Given problem: In every item, change "woman" to "person" and write the lines out again with everything else left the same.

-- start --

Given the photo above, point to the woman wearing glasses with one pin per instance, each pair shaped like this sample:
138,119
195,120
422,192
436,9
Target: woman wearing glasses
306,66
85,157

-- end --

Final result:
Given the photo above, point to the person wearing glasses with one pin per instance, each pair shaped like this sample:
138,119
195,120
422,192
436,9
Target: person wearing glasses
306,66
85,157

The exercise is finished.